### [Activity]
Where in the listing does the string "hood" appear? Copy every line that holds it.

### [Extracted entries]
=== Section Start ===

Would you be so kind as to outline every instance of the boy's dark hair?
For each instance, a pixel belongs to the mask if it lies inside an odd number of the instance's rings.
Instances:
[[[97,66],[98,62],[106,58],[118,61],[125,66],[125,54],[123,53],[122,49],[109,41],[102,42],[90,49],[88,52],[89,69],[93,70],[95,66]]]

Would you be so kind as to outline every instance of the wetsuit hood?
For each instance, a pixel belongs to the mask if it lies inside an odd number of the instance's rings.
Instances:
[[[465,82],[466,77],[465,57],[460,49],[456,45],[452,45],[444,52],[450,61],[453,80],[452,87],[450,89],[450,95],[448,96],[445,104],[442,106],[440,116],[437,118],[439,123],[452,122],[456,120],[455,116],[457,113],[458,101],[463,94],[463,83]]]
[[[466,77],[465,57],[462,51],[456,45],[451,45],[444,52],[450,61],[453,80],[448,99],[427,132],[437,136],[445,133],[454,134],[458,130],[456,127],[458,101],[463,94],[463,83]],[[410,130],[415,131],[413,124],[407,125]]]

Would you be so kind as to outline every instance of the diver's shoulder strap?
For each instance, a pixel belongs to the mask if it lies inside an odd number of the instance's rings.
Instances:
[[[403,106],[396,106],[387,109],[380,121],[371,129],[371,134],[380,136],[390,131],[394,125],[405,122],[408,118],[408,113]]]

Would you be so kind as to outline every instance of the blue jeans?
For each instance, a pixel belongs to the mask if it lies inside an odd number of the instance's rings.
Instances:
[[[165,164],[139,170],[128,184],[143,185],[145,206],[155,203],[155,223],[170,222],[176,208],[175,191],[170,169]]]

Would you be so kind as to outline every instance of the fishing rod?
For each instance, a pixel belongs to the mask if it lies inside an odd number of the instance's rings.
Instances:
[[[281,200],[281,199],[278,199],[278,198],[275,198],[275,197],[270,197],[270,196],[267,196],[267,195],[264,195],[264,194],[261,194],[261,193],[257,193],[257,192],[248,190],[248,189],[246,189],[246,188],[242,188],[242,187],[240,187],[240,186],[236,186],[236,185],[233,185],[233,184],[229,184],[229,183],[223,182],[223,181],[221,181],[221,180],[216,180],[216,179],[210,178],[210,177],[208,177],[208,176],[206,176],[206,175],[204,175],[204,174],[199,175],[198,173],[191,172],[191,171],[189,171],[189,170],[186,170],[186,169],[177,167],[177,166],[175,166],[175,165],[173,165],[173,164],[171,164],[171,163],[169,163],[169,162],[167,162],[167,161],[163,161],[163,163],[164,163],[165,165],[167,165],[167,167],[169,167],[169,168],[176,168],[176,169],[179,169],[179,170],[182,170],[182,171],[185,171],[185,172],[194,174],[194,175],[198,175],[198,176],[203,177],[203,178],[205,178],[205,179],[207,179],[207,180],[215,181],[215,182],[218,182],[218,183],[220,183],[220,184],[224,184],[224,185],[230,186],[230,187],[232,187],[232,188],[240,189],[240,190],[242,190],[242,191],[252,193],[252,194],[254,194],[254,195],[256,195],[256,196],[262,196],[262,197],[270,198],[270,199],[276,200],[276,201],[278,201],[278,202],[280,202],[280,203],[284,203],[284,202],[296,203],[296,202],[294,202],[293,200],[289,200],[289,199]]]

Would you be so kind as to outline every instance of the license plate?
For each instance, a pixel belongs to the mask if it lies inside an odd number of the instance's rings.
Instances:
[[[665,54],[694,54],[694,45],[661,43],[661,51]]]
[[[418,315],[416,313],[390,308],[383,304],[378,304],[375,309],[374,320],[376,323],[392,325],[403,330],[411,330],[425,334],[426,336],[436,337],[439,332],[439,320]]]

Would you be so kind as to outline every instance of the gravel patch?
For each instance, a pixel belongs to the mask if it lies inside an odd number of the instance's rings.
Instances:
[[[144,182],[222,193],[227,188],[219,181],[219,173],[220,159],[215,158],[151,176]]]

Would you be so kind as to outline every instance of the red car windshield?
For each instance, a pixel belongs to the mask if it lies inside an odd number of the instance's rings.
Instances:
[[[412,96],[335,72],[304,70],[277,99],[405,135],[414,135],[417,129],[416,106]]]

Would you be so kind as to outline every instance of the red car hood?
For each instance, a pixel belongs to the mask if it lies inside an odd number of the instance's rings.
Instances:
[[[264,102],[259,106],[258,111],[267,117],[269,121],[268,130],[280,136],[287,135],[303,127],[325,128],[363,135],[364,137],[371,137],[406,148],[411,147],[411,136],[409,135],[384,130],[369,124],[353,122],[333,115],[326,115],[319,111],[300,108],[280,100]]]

=== Section End ===

### [Result of the task]
Would you be so kind as to outline every instance of the wetsuit hood?
Would you be so kind as to outline every instance of the red car hood?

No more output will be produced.